■ **Problem requirements**: Copy out every entry that follows, without a single picture.

■ **Dataset records**:
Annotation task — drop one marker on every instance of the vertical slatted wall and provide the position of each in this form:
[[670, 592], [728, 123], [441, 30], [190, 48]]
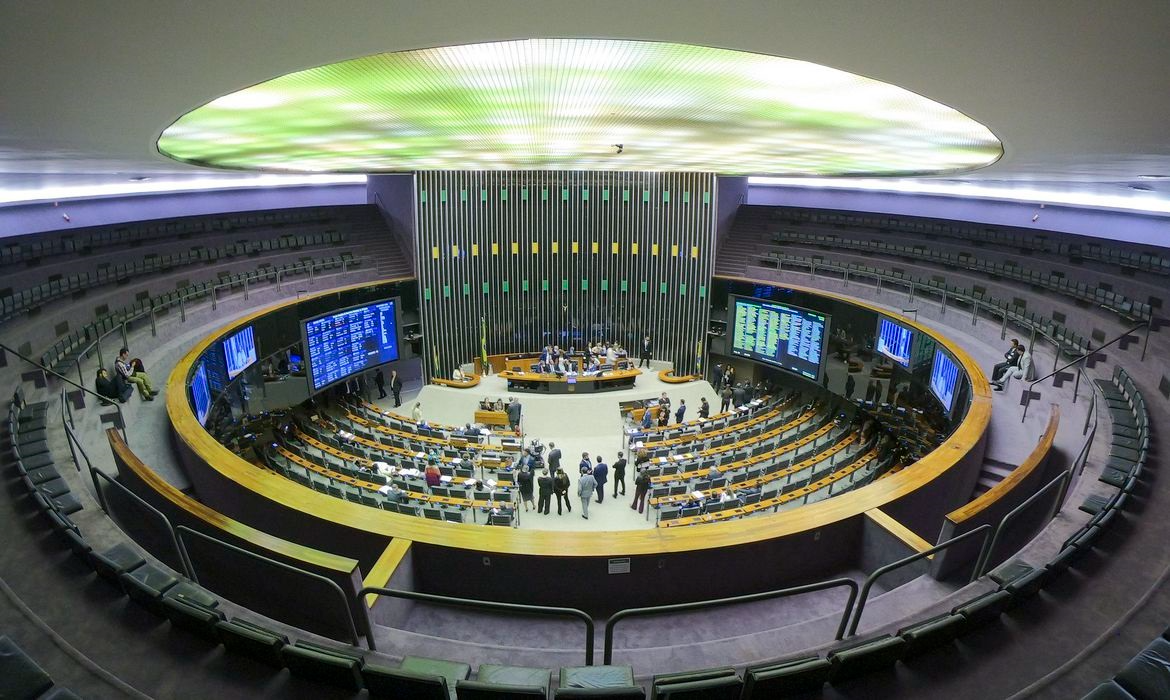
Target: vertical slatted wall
[[564, 258]]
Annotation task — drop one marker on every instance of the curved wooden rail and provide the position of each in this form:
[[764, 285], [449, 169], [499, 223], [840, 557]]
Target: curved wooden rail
[[287, 495], [669, 377], [1030, 466], [472, 381]]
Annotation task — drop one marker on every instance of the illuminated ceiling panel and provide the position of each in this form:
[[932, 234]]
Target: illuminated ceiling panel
[[569, 103]]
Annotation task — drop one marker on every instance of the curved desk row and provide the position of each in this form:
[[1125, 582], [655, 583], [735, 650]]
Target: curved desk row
[[538, 383]]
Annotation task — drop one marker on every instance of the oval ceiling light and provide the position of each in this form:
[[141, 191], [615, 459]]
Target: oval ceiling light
[[580, 104]]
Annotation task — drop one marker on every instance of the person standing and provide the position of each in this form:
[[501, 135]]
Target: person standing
[[561, 488], [600, 474], [724, 399], [524, 480], [396, 388], [544, 489], [553, 458], [641, 485], [619, 475], [514, 412], [585, 487]]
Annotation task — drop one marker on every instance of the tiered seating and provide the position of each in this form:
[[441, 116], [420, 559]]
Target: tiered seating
[[1124, 307], [67, 350], [32, 299]]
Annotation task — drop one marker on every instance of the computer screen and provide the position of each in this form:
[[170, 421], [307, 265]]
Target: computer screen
[[200, 393], [239, 351], [944, 379], [789, 337], [344, 343], [894, 341]]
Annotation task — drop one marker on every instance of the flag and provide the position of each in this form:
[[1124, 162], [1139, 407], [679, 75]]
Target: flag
[[483, 344]]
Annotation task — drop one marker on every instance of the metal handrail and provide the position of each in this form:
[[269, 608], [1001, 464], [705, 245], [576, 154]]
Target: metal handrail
[[71, 383], [882, 570], [170, 528], [345, 602], [985, 556], [721, 602], [549, 610], [1027, 395]]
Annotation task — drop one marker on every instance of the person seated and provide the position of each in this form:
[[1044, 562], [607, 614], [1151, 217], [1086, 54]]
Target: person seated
[[110, 388]]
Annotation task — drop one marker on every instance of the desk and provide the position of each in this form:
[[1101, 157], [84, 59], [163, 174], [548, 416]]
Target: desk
[[535, 383], [491, 418]]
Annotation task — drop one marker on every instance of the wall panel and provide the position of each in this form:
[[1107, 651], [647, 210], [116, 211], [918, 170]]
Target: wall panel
[[564, 258]]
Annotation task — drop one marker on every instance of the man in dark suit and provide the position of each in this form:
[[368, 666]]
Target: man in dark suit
[[600, 474], [396, 388]]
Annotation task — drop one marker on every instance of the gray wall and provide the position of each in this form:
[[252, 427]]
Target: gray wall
[[487, 248]]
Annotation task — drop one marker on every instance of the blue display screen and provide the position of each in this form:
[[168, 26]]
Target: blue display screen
[[894, 341], [200, 393], [239, 351], [344, 343], [789, 337], [943, 379]]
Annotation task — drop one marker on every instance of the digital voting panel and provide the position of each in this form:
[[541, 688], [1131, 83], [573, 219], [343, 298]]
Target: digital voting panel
[[789, 337], [344, 343]]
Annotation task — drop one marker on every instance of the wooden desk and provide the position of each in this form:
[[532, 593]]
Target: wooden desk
[[536, 383], [491, 418]]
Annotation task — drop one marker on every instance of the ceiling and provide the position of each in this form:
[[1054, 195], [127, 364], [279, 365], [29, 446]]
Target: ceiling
[[1075, 91]]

■ **Written answer**:
Annotation task — drop one marker on every instance of the vertical slatted wall and provide the position of each in this form:
[[670, 592], [728, 123], [441, 30], [190, 48]]
Target: vertical slatted wall
[[564, 258]]
Annotation task — drop one marker on every instance of the curved wooden rail and provide the position of each in this form:
[[764, 285], [449, 169], [499, 223], [840, 557]]
Target: curved wooden rail
[[287, 495], [669, 377], [1030, 466], [472, 381]]
Annotation task — drop one marker on every instance of the illuminated ceiling panel and provide the position of each in this form:
[[932, 234]]
Target: illuminated ceiling panel
[[569, 103]]
Annotation task — drop one marker on every instance of the curved desk row and provide the position of each in this form:
[[1125, 582], [655, 583], [735, 650]]
Target: curved desk row
[[538, 383]]
Annotation task — drop one marker on every instance of the oval ceiling light and provide the position of each in this form:
[[141, 191], [615, 459]]
Target: oval ceiling light
[[580, 104]]
Annotation task — drop one marker on every instance of the person standing and provide the position of each in this form:
[[501, 135]]
Target: person standing
[[561, 488], [600, 474], [724, 399], [524, 480], [396, 388], [544, 489], [553, 458], [641, 485], [619, 475], [514, 412], [585, 487]]
Annotation task — drop one marker on every instance of the tiered seating and provide the position of each in this form:
[[441, 116], [420, 559]]
Target: tiered seating
[[1124, 307], [67, 350], [32, 299]]
Annotation task — drop one marker on every instance of the computer screen and provide the position of each in this form:
[[170, 421], [307, 265]]
Target: computer screen
[[200, 393], [239, 351], [944, 379], [789, 337], [344, 343], [894, 341]]
Annotation task — drop one marker on every instance of the flag and provide the position of each in this form:
[[1124, 162], [1139, 407], [679, 75]]
Target: flag
[[483, 344]]
Annotation task — drop one marker on every instance of the metal handrail and provide the position of each in this form:
[[269, 608], [1001, 464], [705, 245], [576, 154]]
Target: metal handrail
[[71, 383], [882, 570], [170, 528], [345, 602], [985, 556], [721, 602], [549, 610], [1027, 395]]
Annotation task — drop one marker on every instance of the person seated and provide the position of each in this form:
[[1044, 562], [607, 614], [1151, 217], [1086, 54]]
Target: person seated
[[110, 388]]
Annotation task — drop one marker on every instance of the desk and provide the position of each in this form:
[[1101, 157], [84, 59], [163, 174], [548, 416]]
Target: desk
[[535, 383], [491, 418]]
Annotation task — drop one marker on every instance of the wall panel and provide the position of each in this form:
[[1107, 651], [647, 210], [116, 211], [918, 170]]
Target: wall panel
[[564, 258]]
Annotation task — drop one marker on every instance of the man in dark suit and provide the position of each in this form:
[[368, 666]]
Target: man in dark suit
[[600, 474], [396, 388]]
Annotation task — drop one marker on every instance of the gray wall and provide the position of each in this form:
[[252, 427]]
Target: gray wall
[[487, 248]]
Annotation task — drop one marker on every instance of the blue display screen and provide the position of each in this form:
[[168, 26]]
Target: blue display screen
[[894, 341], [200, 393], [239, 351], [344, 343], [789, 337], [943, 379]]
Annotation task — drop one marker on every instance of the digital voting panel and provide the position of each in this form:
[[541, 688], [1131, 83], [573, 219], [343, 298]]
Target: digital voting panel
[[789, 337], [344, 343]]
Annotation task — drop one marker on every instance of the wooden desk and provide the position of each in this form:
[[532, 593]]
Target: wooden desk
[[536, 383], [491, 418]]
Annotation task — drop one marker on every instance of the ceiling and provide the position of each in this form:
[[1054, 195], [127, 364], [279, 365], [29, 446]]
Target: ceiling
[[1075, 91]]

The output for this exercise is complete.